Problem description – Starting at the line containing "Target: green plastic bag" and ending at the close of the entries, reproduce these lines with "soil" substituted for every "dirt", leaving everything else unchanged.

Entries provided –
START
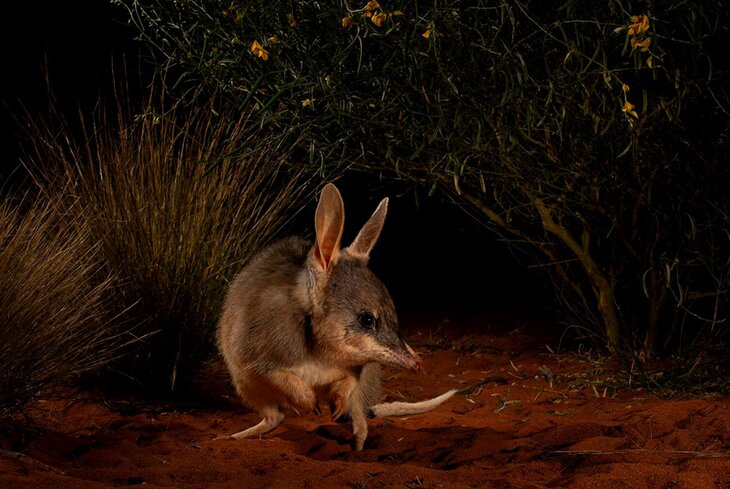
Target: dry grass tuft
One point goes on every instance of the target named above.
(53, 322)
(173, 202)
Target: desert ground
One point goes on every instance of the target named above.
(529, 416)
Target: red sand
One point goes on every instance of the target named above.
(516, 430)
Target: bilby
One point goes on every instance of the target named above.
(308, 322)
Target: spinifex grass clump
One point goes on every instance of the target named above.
(176, 202)
(591, 135)
(53, 311)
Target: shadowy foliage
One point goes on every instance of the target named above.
(53, 303)
(171, 232)
(590, 135)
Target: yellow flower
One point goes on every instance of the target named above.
(640, 23)
(628, 108)
(292, 20)
(378, 19)
(258, 50)
(644, 45)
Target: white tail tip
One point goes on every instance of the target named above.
(408, 408)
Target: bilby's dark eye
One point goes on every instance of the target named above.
(367, 320)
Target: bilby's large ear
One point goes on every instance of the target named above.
(369, 233)
(328, 223)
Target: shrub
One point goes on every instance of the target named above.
(53, 321)
(171, 231)
(591, 135)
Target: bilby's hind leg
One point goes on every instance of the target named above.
(272, 418)
(359, 428)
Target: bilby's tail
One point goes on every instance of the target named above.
(406, 408)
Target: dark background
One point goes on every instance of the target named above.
(432, 256)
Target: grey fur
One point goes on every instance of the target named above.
(292, 331)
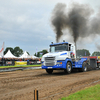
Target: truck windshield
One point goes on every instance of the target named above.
(58, 48)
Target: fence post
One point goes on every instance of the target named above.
(35, 94)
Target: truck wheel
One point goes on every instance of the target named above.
(68, 68)
(49, 71)
(84, 67)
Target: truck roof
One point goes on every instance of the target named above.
(58, 43)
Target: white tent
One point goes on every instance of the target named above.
(9, 55)
(34, 57)
(25, 55)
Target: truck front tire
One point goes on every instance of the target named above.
(49, 71)
(84, 67)
(68, 68)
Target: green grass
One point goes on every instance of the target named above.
(21, 66)
(92, 93)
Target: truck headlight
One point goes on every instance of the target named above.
(42, 62)
(59, 62)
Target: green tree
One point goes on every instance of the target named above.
(83, 52)
(9, 48)
(41, 53)
(96, 53)
(17, 51)
(28, 53)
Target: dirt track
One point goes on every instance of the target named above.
(20, 85)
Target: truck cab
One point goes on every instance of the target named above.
(61, 56)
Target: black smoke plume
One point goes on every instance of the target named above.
(77, 19)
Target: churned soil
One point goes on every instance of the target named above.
(20, 85)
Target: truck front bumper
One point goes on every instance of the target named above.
(57, 66)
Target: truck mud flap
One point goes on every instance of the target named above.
(92, 64)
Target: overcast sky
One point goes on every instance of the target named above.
(27, 24)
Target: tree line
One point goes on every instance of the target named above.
(17, 51)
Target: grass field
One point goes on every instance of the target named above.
(21, 66)
(92, 93)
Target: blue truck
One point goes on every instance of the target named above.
(63, 56)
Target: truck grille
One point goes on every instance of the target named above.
(49, 61)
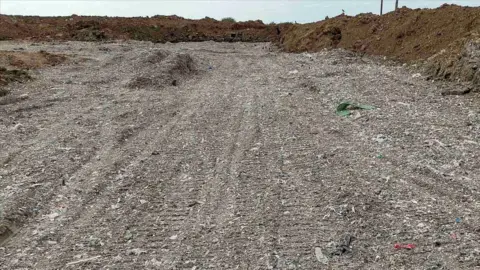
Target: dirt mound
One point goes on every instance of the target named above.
(15, 75)
(162, 68)
(9, 76)
(461, 60)
(156, 29)
(406, 35)
(29, 60)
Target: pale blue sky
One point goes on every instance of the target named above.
(266, 10)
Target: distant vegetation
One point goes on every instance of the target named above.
(228, 19)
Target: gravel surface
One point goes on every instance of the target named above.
(135, 155)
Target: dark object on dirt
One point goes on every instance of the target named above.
(402, 246)
(344, 246)
(8, 76)
(4, 92)
(192, 204)
(5, 233)
(457, 92)
(344, 109)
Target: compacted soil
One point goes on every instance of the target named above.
(134, 155)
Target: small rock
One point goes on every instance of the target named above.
(136, 251)
(17, 127)
(293, 72)
(320, 256)
(128, 235)
(52, 216)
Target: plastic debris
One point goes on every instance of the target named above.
(320, 256)
(407, 246)
(344, 109)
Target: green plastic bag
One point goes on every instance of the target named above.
(344, 109)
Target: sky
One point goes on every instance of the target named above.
(300, 11)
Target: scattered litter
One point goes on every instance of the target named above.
(344, 109)
(52, 216)
(380, 138)
(320, 256)
(128, 235)
(293, 72)
(84, 260)
(407, 246)
(344, 246)
(136, 251)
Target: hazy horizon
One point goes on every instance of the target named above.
(268, 11)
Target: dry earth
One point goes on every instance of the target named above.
(135, 155)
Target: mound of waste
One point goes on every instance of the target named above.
(162, 68)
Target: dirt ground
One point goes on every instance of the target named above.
(444, 40)
(134, 155)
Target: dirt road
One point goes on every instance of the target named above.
(231, 156)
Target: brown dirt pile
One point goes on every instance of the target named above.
(445, 35)
(8, 76)
(156, 29)
(405, 34)
(29, 60)
(161, 68)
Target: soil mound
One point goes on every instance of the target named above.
(156, 29)
(461, 60)
(440, 35)
(162, 68)
(445, 35)
(405, 34)
(29, 60)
END
Answer in full –
Target: green plastic bag
One point goes on every instance of the target named above.
(344, 109)
Target: sky
One point goes on every instance of the target named above.
(300, 11)
Target: scattered litter
One point goes on every instance of the target named above.
(344, 109)
(52, 216)
(380, 138)
(320, 256)
(128, 235)
(293, 72)
(84, 260)
(407, 246)
(344, 246)
(136, 251)
Target: hazy horizon
One point goes on every instance of the target named above.
(268, 11)
Target: dry earth
One point goes on every instance of the target named above.
(135, 155)
Target: mound of waste
One point goes on every instance of the target named above.
(162, 68)
Target: soil ground
One point goes on every instance of the target named above.
(444, 40)
(134, 155)
Target: soil road
One point goes on every instance of the target named above.
(231, 156)
Target: brown soil pile
One point goes on every instance of the target named above.
(445, 35)
(8, 76)
(156, 29)
(405, 34)
(29, 60)
(161, 68)
Target: soil mound
One point goes on every instance of the target named above.
(156, 29)
(461, 60)
(440, 35)
(162, 68)
(445, 35)
(405, 34)
(29, 60)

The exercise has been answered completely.